• **Passage to read**:
----

Further, he said, “The Asheville Airport received about $4 million in funds for improvements. Asheville Airport is now fourth-largest airport in North Carolina...

“We exempted military veterans from paying state income taxes... We raised principal and assistant principal pay... We provided performance-based bonuses

“Representative Turner did reference the STOP Act. I wasn’t aware the impact opioids are having on our society. It truly is a crisis. I’m excited that we’re beginning to make some steps on that.

At that point, Edwards quipped, as CIBO master of ceremonies loomed ever closer to him, “I see the hook coming.” The audience erupted in laughter.

“The legislature — and me in particular— have taken a lot of flak for being cruel to municipalities. The people in Asheville sent me a 22-page report and said, ‘You figure it out.’ We can improve our footprint with our representation in Raleigh.

----

• **Provided information**:

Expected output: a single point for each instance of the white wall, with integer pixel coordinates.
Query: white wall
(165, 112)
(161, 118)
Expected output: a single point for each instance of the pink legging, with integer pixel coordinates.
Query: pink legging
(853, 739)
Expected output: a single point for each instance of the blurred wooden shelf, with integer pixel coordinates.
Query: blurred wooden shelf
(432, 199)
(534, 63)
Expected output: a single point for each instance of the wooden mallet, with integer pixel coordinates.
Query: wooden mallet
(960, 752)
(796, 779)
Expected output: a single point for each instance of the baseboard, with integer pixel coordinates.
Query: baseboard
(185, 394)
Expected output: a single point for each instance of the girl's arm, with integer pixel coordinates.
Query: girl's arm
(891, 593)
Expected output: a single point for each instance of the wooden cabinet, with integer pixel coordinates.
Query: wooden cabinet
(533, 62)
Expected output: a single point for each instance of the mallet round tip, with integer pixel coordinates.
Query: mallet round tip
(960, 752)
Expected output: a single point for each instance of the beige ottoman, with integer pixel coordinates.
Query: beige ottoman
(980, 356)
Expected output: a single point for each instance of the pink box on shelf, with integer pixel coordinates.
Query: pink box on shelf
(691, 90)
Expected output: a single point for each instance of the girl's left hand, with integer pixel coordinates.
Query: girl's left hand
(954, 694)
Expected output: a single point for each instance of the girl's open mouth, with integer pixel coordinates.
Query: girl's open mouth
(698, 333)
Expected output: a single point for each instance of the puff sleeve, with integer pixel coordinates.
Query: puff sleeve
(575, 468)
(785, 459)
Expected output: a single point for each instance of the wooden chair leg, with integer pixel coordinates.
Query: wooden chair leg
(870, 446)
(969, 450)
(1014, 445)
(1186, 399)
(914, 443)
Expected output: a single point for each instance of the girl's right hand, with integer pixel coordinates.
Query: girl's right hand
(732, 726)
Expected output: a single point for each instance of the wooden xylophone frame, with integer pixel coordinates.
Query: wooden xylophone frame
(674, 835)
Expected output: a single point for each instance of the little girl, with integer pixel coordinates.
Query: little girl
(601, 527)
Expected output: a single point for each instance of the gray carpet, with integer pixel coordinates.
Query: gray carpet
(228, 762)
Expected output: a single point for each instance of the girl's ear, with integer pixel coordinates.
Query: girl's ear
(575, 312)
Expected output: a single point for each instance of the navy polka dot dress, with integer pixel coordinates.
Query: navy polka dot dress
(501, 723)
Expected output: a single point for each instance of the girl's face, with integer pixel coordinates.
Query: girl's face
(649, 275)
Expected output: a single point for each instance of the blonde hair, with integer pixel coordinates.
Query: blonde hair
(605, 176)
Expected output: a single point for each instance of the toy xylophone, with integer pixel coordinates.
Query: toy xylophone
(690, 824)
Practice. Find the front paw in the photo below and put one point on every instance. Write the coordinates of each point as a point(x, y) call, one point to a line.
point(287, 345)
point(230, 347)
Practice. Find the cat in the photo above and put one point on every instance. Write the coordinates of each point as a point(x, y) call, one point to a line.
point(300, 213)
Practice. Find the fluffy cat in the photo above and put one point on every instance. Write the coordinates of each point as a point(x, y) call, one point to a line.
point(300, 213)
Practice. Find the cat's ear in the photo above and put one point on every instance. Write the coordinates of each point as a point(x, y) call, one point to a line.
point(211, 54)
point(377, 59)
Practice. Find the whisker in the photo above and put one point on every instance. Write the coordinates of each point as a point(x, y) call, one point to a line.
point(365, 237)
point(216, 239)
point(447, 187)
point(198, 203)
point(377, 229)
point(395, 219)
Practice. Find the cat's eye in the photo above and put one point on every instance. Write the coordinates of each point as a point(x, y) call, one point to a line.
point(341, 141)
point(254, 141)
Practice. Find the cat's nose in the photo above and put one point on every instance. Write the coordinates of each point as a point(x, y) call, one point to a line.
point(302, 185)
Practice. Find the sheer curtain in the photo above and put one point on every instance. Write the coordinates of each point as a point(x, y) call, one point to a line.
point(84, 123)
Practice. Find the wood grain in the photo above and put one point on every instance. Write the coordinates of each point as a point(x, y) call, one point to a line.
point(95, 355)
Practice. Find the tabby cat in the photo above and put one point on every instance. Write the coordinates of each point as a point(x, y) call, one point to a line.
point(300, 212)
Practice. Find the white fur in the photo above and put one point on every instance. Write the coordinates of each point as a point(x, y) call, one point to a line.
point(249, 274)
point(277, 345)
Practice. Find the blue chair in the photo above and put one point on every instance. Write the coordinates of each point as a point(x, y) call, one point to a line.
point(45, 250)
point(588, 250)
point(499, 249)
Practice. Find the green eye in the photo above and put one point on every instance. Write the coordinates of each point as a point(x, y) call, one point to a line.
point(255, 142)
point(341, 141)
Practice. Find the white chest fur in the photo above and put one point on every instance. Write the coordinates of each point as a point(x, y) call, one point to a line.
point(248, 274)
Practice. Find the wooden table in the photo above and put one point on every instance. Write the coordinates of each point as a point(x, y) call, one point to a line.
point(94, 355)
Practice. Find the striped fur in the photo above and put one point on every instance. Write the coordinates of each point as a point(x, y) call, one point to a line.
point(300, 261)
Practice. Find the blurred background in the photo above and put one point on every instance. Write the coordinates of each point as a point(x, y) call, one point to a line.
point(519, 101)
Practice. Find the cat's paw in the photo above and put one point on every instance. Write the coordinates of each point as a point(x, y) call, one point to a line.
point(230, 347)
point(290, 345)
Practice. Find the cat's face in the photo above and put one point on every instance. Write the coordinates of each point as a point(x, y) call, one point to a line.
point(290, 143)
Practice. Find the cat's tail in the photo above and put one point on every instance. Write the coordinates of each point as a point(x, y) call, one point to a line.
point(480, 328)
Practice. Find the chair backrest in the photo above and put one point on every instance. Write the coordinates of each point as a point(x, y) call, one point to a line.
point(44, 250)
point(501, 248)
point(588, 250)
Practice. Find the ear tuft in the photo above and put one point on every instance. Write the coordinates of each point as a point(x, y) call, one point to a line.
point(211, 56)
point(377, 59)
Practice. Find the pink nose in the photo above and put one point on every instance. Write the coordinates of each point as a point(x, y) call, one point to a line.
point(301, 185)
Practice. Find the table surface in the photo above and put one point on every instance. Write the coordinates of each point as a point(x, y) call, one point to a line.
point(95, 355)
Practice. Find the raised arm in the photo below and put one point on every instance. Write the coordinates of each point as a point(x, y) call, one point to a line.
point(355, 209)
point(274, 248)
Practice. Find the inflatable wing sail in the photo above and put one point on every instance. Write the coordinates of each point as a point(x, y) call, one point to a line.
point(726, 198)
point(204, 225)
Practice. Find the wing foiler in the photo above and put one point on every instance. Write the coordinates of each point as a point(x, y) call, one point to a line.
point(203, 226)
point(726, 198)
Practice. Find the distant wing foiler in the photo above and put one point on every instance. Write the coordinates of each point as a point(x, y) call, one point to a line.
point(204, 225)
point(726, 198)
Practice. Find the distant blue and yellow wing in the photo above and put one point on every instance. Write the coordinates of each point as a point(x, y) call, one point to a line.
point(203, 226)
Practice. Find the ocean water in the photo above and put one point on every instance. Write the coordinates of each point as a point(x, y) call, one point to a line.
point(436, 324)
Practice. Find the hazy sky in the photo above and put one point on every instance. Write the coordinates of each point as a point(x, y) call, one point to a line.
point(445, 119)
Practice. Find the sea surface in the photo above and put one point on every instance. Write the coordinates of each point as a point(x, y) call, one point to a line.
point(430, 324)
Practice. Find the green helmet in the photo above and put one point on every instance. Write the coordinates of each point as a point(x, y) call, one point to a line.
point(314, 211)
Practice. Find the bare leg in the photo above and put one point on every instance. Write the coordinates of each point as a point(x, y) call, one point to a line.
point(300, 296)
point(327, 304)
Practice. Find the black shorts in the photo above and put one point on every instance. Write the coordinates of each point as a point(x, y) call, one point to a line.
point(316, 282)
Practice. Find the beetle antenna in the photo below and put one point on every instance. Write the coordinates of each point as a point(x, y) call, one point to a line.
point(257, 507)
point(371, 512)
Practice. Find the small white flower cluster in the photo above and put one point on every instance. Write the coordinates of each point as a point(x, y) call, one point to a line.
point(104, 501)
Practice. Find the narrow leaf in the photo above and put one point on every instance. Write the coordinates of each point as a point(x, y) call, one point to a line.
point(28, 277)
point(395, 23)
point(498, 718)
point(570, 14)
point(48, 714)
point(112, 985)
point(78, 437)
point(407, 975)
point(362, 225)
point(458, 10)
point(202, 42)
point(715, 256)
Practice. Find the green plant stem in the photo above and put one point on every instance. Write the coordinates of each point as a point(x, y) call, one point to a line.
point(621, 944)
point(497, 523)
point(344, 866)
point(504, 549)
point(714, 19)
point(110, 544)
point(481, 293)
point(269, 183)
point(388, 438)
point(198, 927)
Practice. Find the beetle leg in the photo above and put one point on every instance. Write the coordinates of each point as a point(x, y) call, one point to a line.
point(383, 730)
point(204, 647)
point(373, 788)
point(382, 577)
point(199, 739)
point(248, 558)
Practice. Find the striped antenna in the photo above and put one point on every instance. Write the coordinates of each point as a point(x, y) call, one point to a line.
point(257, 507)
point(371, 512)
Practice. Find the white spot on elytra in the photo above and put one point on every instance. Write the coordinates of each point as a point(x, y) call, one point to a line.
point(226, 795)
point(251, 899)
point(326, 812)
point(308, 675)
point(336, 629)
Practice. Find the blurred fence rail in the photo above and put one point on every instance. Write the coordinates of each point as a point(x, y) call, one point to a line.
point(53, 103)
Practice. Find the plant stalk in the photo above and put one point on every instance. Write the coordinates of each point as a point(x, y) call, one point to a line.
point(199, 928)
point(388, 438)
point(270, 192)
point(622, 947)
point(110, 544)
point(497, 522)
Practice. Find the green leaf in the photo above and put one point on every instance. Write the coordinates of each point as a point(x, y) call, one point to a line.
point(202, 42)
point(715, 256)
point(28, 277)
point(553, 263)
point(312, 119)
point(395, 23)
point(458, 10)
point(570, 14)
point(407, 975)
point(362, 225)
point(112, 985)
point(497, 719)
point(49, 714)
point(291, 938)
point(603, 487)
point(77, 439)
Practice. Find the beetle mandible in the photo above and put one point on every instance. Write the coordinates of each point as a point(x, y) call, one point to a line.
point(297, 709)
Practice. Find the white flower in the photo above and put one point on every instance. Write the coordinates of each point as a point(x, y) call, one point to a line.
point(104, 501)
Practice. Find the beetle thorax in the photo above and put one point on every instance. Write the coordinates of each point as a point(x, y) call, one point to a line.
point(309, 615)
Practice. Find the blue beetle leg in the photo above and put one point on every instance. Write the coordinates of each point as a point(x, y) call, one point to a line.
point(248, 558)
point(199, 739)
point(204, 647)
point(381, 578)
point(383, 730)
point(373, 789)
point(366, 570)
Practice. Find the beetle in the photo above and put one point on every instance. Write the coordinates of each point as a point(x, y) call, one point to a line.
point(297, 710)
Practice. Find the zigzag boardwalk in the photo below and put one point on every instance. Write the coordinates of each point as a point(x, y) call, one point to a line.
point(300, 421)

----

• **What needs to be done**: Pick up the report of Edwards's remarks at the CIBO gathering, which comes before the data, and continue it from its last sentence.

• **Result for this task**:
“Last but not least is the Asheville districting bill. Folks, that’s not the end —  that’s just the beginning. If we just have 6 percent turnout, as we’ve had in the past, districts are not going to help us,” Edwards said, in finishing his address.

During a question-and-answer session that followed, a man asked, “What’s it look like in the future for projections for future spending?”

The state is projecting “a major shortfall for 2019,” Turner replied. “So we’ve got major work to do by reducing costs or increasing revenue. I talked about cutting 40 percent of the budget in the state Department of Justice. Likewise, when you’re talking about education spending, we are spending more. But if you’re talking about spending per student, it’s down.”